--- Start of Raw records ---
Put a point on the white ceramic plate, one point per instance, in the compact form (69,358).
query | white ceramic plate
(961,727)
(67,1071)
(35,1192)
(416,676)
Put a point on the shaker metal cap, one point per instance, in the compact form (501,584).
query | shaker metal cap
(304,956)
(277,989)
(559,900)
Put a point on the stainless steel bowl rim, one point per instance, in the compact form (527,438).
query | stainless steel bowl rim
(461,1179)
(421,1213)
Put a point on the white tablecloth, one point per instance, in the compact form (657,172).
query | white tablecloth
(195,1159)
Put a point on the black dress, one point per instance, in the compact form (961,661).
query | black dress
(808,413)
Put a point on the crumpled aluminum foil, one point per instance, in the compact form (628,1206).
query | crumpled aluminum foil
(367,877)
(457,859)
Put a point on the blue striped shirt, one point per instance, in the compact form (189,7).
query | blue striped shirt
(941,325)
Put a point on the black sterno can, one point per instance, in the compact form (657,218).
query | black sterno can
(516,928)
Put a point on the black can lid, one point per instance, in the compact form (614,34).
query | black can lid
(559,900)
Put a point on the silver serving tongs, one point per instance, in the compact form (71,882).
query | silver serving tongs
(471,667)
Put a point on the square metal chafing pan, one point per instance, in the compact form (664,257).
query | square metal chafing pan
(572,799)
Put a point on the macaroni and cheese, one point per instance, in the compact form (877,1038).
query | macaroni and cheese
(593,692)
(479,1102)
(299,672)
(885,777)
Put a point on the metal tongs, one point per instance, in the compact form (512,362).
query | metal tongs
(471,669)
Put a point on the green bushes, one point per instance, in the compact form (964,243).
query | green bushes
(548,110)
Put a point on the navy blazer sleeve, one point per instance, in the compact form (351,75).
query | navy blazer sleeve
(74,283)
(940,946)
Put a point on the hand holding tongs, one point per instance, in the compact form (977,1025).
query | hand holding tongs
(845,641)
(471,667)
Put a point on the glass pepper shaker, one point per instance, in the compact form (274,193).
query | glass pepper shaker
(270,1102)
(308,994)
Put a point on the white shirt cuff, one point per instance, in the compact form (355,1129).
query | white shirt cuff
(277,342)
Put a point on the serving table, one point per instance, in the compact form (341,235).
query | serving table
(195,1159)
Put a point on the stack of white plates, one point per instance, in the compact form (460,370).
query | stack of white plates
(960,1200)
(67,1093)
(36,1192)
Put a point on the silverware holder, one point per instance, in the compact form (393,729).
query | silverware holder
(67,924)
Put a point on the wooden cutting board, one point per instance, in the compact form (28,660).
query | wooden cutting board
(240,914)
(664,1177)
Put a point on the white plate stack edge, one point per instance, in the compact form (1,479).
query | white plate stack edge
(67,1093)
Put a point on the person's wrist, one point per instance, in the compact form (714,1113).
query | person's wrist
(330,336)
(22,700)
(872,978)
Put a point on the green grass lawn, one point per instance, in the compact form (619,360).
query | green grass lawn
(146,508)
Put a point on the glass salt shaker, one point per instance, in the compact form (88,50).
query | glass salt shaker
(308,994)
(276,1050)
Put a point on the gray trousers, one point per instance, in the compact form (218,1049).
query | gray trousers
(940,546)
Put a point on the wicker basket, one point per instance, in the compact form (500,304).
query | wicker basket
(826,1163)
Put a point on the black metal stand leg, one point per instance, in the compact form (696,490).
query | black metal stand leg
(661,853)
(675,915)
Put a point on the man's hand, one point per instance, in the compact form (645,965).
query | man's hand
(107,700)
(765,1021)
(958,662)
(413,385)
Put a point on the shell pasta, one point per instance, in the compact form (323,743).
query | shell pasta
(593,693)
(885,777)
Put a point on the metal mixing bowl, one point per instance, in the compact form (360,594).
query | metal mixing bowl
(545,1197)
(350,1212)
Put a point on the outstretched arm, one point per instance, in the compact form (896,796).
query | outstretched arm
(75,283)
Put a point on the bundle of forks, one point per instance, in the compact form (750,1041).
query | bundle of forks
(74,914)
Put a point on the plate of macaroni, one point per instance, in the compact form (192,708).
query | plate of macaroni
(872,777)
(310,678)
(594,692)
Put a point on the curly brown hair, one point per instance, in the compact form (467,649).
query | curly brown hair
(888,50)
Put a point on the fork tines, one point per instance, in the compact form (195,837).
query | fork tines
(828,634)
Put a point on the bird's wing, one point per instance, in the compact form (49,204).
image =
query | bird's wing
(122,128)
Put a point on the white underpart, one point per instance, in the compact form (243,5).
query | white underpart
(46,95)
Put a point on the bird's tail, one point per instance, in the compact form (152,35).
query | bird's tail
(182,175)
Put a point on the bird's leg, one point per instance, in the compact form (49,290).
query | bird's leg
--- End of Raw records ---
### Goal of the exercise
From the "Put a point on the glass salt" line to the close of the listing, restate each line word for word.

### Answer below
Put a point on the glass salt shaker, one point per instance, in the compact form (88,50).
query | glass salt shaker
(308,994)
(276,1050)
Put a point on the gray trousers, one point per instance, in the compact form (218,1049).
query | gray trousers
(940,546)
Put a point on the wicker basket, one point per instance, in the compact form (500,304).
query | wicker basket
(826,1163)
Put a point on the black metal stand leg, one point per instance, in the compact form (696,490).
query | black metal stand leg
(661,853)
(675,915)
Put a point on the man's hand, one point per instance, in the compact form (645,965).
query | man's hand
(107,700)
(765,1021)
(958,662)
(413,385)
Put a point on the shell pasta, one point per instance, in the compact form (323,743).
query | shell pasta
(593,693)
(885,777)
Put a point on the metal mixing bowl, one point per instance, in the compact form (360,594).
query | metal mixing bowl
(545,1197)
(350,1212)
Put a point on the outstretched arm, one point per instance, in the compact form (896,796).
query | outstretched arm
(75,283)
Put a point on the bundle of forks, one point per instance, in the compact form (750,1041).
query | bundle of forks
(74,914)
Put a point on the plate of macaroni, one point per instance, in the compact form (192,708).
query | plate of macaroni
(872,777)
(310,678)
(594,692)
Put a point on the curly brown hair, one point per instance, in the compact form (467,649).
query | curly brown hair
(888,50)
Put a point on the fork tines, one point per instance, in the compact form (195,837).
query | fork tines
(828,634)
Put a point on the bird's wing, one point per instance, in the compact form (49,204).
image =
query | bird's wing
(122,128)
Put a point on the white underpart, one point per instance, in the compact form (243,5).
query | white underpart
(46,95)
Put a point on the bird's tail, one point per instance, in the compact form (152,35).
query | bird's tail
(182,175)
Put a point on the bird's leg, one point per instance, in the compact form (49,290).
query | bird's leg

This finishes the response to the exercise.